## Given request
Return the exact lines spanning from the line with "If you could drop a marker on the thick" through the last line of the entries, boundaries included, and no others.

## Recorded information
* START *
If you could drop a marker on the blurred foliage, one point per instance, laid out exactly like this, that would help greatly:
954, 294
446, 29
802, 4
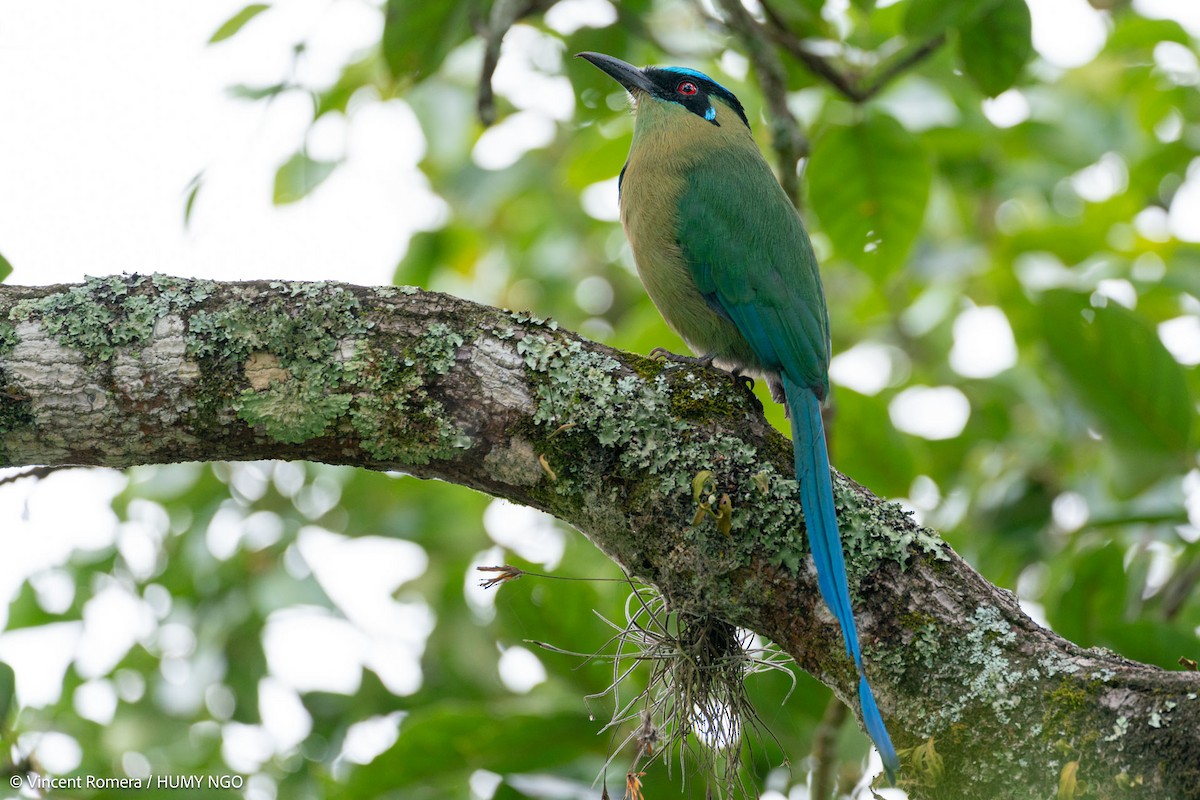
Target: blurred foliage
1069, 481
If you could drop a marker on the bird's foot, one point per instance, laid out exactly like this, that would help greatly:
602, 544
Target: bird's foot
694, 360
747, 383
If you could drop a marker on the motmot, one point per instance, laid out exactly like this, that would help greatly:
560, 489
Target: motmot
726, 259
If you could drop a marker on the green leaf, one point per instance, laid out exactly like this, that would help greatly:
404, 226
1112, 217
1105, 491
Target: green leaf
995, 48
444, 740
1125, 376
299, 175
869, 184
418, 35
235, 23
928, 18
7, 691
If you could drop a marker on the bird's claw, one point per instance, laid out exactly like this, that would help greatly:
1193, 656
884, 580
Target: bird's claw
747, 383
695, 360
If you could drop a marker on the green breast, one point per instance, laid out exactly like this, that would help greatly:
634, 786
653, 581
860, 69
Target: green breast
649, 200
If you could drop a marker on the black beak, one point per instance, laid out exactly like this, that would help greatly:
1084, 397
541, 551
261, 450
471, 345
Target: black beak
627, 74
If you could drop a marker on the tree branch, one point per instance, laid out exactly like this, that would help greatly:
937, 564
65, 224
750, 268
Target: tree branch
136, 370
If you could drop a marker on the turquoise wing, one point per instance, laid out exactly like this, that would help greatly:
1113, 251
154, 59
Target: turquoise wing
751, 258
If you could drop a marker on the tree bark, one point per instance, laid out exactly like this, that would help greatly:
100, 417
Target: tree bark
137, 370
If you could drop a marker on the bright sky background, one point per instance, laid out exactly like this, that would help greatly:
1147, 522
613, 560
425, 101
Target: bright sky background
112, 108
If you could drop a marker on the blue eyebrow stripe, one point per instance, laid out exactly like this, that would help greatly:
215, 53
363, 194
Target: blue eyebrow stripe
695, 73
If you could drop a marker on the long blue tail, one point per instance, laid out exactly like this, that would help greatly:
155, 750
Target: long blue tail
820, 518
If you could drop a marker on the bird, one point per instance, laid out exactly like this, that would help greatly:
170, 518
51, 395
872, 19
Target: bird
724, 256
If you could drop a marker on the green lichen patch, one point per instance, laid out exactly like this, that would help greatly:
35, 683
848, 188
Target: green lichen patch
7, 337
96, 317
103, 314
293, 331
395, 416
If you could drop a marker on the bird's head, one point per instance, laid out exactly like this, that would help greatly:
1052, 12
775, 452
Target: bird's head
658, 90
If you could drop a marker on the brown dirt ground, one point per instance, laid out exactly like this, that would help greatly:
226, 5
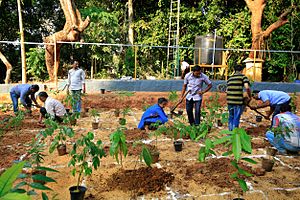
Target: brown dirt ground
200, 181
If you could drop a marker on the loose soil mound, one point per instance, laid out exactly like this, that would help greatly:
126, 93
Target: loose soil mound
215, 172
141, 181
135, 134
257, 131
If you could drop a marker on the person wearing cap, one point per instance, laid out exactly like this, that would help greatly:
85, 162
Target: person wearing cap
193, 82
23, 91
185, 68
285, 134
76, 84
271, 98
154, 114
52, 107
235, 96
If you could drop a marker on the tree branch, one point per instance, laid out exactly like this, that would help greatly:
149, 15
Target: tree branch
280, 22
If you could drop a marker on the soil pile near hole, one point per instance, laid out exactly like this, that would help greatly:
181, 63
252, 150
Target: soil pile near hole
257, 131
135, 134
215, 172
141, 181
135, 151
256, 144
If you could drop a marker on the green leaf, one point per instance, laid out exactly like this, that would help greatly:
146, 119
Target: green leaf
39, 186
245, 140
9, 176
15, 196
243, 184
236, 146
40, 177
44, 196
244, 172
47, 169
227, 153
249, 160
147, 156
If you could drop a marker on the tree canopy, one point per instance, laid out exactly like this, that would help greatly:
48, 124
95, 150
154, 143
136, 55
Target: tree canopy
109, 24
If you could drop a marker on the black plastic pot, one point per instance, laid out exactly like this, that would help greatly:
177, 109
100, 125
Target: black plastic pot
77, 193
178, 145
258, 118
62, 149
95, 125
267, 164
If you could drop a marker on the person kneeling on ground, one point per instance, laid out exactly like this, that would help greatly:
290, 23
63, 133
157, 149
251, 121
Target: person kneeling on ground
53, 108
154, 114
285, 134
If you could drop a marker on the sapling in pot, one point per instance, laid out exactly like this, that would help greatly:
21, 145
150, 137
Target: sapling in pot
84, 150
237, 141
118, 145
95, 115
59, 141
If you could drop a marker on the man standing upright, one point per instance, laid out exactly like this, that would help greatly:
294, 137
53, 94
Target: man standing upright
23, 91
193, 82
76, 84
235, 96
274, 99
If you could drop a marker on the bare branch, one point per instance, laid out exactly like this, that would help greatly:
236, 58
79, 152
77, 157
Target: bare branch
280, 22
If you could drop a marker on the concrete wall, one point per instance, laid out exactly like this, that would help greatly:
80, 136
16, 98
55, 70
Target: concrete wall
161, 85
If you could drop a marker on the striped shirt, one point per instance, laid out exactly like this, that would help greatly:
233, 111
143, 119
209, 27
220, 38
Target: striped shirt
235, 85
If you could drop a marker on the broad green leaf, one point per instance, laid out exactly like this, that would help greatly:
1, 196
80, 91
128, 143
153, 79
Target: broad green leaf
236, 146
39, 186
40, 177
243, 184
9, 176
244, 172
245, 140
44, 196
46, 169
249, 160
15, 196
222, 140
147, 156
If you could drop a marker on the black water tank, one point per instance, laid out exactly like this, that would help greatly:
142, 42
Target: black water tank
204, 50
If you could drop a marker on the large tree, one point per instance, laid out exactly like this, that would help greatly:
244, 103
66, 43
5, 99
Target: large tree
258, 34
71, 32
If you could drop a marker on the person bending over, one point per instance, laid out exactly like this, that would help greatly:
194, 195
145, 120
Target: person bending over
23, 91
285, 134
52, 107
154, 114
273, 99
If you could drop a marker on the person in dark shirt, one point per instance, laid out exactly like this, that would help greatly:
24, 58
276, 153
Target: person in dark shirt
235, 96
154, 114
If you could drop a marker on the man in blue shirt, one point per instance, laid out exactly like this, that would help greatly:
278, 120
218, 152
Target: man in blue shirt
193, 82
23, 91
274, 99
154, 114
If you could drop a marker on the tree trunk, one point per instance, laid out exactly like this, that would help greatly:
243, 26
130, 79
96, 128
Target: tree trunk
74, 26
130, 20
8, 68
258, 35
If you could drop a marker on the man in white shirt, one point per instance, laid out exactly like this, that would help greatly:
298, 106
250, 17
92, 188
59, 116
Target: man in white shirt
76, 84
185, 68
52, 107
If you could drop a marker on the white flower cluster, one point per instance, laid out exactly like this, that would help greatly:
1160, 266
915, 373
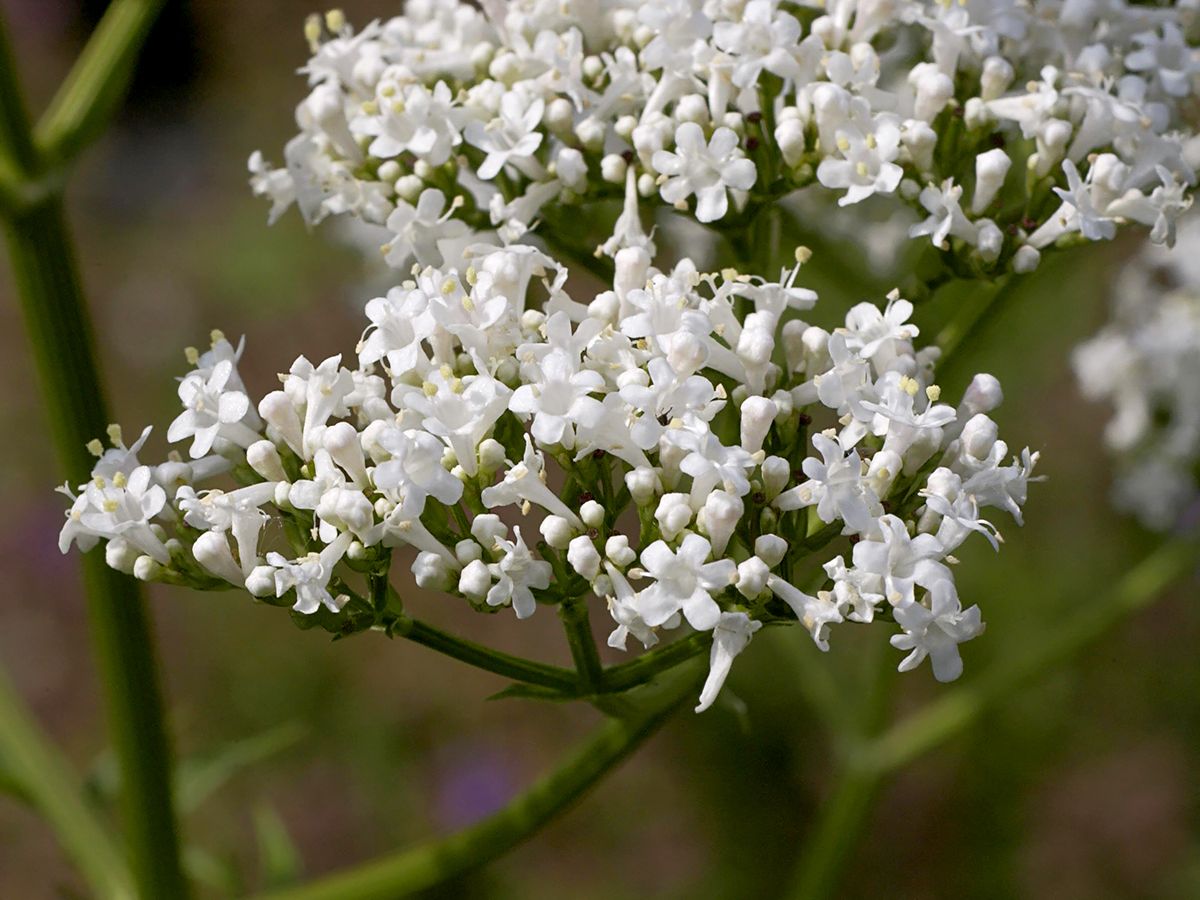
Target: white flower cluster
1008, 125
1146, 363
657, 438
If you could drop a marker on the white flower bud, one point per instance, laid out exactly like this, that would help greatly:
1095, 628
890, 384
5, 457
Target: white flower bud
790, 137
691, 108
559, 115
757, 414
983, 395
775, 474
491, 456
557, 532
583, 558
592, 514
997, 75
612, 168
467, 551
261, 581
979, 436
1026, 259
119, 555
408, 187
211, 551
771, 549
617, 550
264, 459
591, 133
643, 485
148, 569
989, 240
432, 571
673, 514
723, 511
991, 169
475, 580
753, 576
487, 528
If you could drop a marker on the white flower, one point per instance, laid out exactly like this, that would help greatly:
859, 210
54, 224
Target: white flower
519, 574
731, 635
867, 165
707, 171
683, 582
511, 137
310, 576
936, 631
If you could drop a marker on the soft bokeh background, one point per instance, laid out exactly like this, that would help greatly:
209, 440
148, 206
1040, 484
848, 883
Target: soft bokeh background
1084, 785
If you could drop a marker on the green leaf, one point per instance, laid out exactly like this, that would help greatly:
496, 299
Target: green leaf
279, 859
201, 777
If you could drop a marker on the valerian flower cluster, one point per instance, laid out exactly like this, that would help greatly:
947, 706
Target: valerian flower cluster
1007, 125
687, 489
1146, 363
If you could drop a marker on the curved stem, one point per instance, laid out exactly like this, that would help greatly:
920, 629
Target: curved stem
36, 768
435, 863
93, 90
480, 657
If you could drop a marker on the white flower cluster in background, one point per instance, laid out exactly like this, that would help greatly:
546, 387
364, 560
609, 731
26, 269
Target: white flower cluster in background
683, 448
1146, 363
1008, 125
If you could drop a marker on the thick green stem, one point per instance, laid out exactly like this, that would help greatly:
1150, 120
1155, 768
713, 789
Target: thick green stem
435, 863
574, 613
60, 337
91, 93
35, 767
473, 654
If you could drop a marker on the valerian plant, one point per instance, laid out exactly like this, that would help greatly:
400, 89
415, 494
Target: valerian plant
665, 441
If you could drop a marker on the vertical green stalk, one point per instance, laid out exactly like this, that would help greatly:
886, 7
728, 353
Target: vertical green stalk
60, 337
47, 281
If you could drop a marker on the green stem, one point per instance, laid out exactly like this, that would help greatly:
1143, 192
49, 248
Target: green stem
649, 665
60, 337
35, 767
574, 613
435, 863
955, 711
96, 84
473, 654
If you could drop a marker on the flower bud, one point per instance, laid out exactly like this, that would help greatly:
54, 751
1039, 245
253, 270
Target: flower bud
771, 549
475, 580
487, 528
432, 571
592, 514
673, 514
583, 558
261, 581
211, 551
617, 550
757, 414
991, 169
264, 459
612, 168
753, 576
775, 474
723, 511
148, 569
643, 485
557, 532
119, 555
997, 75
* END *
## Written response
If you could drop a marker on the thick green stem, one point per instance, laid out exactly like this, that would help greatly:
1150, 120
1155, 768
713, 789
Target: thick green stem
435, 863
574, 613
60, 337
91, 93
35, 767
473, 654
If you could drop a marker on the valerian plant, one point per instance, laid out exactly like this, that would help greatly:
400, 89
415, 494
Target: valerian plant
665, 441
If you could drop a marker on the vertical green stalk, one point per instance, laid out exactly like this, that would help greatly:
886, 7
728, 353
Target: vertical green stalk
60, 337
47, 281
If you could drop a marker on the green stem, one point per instance, laid out exactly like this, that would help greatly:
1143, 192
49, 248
Target: green stem
649, 665
60, 337
35, 767
574, 613
435, 863
955, 711
96, 84
473, 654
If you could drop a marker on the flower bud, one point per instance, laid out exactly like this, that would help greatly:
54, 751
1039, 245
253, 270
Target: flower bud
771, 549
475, 580
487, 528
432, 571
592, 514
673, 514
583, 558
261, 581
211, 551
617, 550
757, 414
991, 169
264, 459
612, 168
753, 576
775, 474
723, 511
148, 569
643, 485
557, 532
119, 555
997, 75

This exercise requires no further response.